### Kutipan Teks
Namun, tindakan berani menghadapi pelaku bersenjata itu menelan pil pahit bagi Al-Ahmed. Ia ditembak dua kali ketika merebut senjata. Lukanya cukup serius di tangan dan bahu. Al-Ahmed kemudian dilarikan ke rumah sakit dan menjalani operasi. Kondisinya stabil tetapi tetap serius. Di satu sisi, ucapan simpati dan motivasi terus mengalir deras ke Al-Ahmed.

Serangan senjata api itu dikutuk dunia. Otoritas Australia dengan cepat mengategorikan para pelaku sebagai tindakan teroris. Disusul Perdana Menteri (PM) Anthony Albanese menyampaikan pidato publik yang memuji keberanian warga sipil yang menghadapi para penembak.

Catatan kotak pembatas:
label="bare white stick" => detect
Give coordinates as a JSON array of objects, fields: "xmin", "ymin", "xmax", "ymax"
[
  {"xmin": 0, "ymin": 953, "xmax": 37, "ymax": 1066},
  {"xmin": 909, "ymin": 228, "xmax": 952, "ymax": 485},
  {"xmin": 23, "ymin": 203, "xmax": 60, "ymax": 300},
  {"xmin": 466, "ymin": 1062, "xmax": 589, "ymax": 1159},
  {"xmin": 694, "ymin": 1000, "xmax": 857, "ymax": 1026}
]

### Tantangan A
Susun ulang paragraf yang diawali "Namun, tindakan berani" dalam teks tentang serangan senjata api sebagai daftar poin singkat. Pertahankan fakta-fakta utamanya.
### Tantangan B
Terjemahkan kalimat "Serangan senjata api itu dikutuk dunia." dari teks tentang serangan senjata api ke dalam bahasa Inggris.
### Tantangan C
Tuliskan lanjutan teks tentang serangan senjata api, dimulai setelah kalimat terakhirnya.

### Jawaban Tertulis A
- Al-Ahmed ditembak dua kali saat merebut senjata pelaku.
- Ia menderita luka serius di tangan dan bahu.
- Ia dilarikan ke rumah sakit dan menjalani operasi.
- Kondisinya stabil, tetapi tetap serius.
- Ucapan simpati dan motivasi terus mengalir deras kepadanya.

### Jawaban Tertulis B
The gun attack was condemned by the world.

### Jawaban Tertulis C
“Kita telah melihat warga Australia hari ini berlari menuju bahaya untuk membantu orang lain,” kata Albanese. “Warga Australia ini adalah pahlawan, dan keberanian mereka telah menyelamatkan nyawa,” sambungnya.

Dalam pernyataan terpisah, Perdana Menteri Negara Bagian New South Wales, Chris Minns menulis di Facebook: “Keberaniannya yang luar biasa tidak diragukan lagi telah menyelamatkan banyak nyawa ketika ia melucuti senjata seorang teroris dengan risiko pribadi yang sangat besar.”

Bagi banyak pengamat, aksi berani Al-Ahmed bukti nyata terbantahkannya narasi sederhana tentang identitas dan kekerasan.

"Di sini [Australia], ada seorang Muslim keturunan Timur Tengah, bertindak bukan karena ideologi, tetapi karena rasa kewajiban moral dan solidaritas kemanusiaan, turun tangan untuk melindungi orang-orang — banyak di antaranya Yahudi — di sebuah festival cahaya," ujar pengamat.

Momen ini dianggap tidak hanya menarik perhatian global, tetapi juga sangat beresonansi dengan komunitas yang menghadapi meningkatnya Islamofobia dan antisemitisme.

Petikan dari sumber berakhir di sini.